Natural language region descriptions:
****************

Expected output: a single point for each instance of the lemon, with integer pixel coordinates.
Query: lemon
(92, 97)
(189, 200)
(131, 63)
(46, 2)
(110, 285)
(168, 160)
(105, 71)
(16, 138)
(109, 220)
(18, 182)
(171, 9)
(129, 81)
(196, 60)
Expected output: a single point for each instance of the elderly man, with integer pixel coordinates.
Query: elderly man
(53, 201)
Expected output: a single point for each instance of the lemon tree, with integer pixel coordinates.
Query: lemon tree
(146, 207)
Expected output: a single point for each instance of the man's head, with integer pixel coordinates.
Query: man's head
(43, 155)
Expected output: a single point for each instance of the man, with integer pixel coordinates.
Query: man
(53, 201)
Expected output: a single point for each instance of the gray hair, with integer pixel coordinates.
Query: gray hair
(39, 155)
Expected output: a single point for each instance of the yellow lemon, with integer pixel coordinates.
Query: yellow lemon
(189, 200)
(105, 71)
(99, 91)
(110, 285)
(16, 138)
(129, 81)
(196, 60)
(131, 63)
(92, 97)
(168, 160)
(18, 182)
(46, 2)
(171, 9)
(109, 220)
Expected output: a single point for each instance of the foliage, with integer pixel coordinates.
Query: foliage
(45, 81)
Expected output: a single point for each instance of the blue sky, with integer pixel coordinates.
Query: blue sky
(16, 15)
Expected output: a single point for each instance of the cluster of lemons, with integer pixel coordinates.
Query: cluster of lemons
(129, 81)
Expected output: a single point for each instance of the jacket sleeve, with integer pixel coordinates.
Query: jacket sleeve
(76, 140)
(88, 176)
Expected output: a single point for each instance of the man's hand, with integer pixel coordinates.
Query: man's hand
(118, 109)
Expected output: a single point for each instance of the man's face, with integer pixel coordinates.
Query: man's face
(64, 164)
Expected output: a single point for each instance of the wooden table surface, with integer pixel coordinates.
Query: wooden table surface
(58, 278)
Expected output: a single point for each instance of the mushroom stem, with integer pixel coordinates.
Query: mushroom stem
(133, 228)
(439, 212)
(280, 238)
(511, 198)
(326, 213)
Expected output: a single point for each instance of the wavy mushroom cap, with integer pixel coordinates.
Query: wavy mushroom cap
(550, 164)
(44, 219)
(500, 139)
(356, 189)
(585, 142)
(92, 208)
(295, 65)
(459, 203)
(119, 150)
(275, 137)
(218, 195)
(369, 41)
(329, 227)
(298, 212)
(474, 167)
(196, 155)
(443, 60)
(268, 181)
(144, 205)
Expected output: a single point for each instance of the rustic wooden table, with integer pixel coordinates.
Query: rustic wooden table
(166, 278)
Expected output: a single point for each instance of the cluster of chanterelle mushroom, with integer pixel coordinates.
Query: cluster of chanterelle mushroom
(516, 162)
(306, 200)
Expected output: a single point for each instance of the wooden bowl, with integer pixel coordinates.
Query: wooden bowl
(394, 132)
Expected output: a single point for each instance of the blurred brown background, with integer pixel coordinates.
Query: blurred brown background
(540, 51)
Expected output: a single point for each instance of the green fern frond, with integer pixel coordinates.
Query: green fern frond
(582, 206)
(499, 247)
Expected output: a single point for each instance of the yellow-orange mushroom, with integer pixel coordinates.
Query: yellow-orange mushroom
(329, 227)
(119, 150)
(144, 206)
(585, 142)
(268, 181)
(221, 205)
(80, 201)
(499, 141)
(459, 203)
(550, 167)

****************

Whatever appears in the data above should be set down again exactly.

Expected output: a single point for each instance of the lemon, with integer pixel coordinates.
Query: lemon
(92, 97)
(189, 200)
(131, 63)
(46, 2)
(110, 285)
(168, 160)
(105, 71)
(16, 138)
(109, 220)
(18, 182)
(171, 9)
(129, 81)
(196, 60)
Expected output: a single point for each instance of the elderly man, with integer pixel coordinates.
Query: elderly man
(53, 201)
Expected output: a single point for each instance of the lemon tree, with integer pixel coordinates.
Query: lemon tree
(146, 207)
Expected output: a single point for each instance of the man's head, with integer pixel coordinates.
Query: man's head
(43, 155)
Expected output: a single point for each instance of the man, with integer pixel coordinates.
Query: man
(53, 201)
Expected output: a single point for each instance of the gray hair, with integer pixel coordinates.
Query: gray hair
(39, 155)
Expected output: a single point for each instance of the yellow lemon, with integer pixel coordinates.
Query: yellow lemon
(189, 200)
(105, 71)
(99, 91)
(110, 285)
(16, 138)
(129, 81)
(196, 60)
(131, 63)
(92, 97)
(168, 160)
(18, 182)
(46, 2)
(171, 9)
(109, 220)
Expected output: a single point for each instance of the foliage, with integer pixel coordinates.
Query: foliage
(45, 81)
Expected output: a single point for each instance of the blue sky, with integer pixel coordinates.
Query: blue sky
(16, 15)
Expected output: a single point for each instance of the cluster of lemons, with integer pixel coordinates.
Query: cluster of lemons
(129, 81)
Expected output: a single point for each instance of the jacket sleeve, with integer pixel coordinates.
Query: jacket sleeve
(76, 140)
(88, 176)
Expected output: a single point for each instance of the man's hand, with integer pixel coordinates.
Query: man's hand
(118, 109)
Expected output: a single point for each instance of the man's face, with integer pixel coordinates.
Query: man's face
(64, 164)
Expected output: a single point for each instance of the wooden table surface, with integer pixel coordinates.
Query: wooden table surface
(58, 278)
Expected output: a single point for each instance of the mushroom stem, with integer pixel coordinates.
Query: mushroom stem
(133, 228)
(439, 212)
(280, 238)
(511, 198)
(326, 213)
Expected output: a single point for each instance of the wavy mushroom cap, with integer pixel coordinates.
Query: wavy mushroom cap
(550, 164)
(44, 219)
(500, 139)
(356, 189)
(585, 142)
(92, 208)
(295, 65)
(459, 203)
(119, 150)
(275, 137)
(218, 195)
(369, 41)
(329, 227)
(298, 212)
(474, 167)
(196, 155)
(443, 60)
(268, 181)
(144, 205)
Expected output: a single point for each instance of the rustic wooden table, with integer pixel coordinates.
Query: rustic wooden table
(166, 278)
Expected output: a single point for each instance of the cluster of chanterelle mushroom, with integer pixel coordinates.
Query: cluster of chanterelle mushroom
(516, 162)
(306, 200)
Expected output: a single point for each instance of the wooden bowl, with integer pixel coordinates.
Query: wooden bowl
(394, 132)
Expected output: a single point for each instance of the blurred brown background, with integer pixel coordinates.
Query: blurred brown background
(540, 51)
Expected output: a single point for each instance of the green fern frond, with integer pixel coordinates.
Query: green fern frond
(582, 206)
(499, 247)
Expected output: a single point for each instance of the yellow-orange mushroom, with integer pixel coordinates.
Query: yellow-orange mushroom
(329, 227)
(119, 150)
(144, 206)
(585, 142)
(268, 181)
(221, 205)
(80, 201)
(499, 141)
(459, 203)
(550, 167)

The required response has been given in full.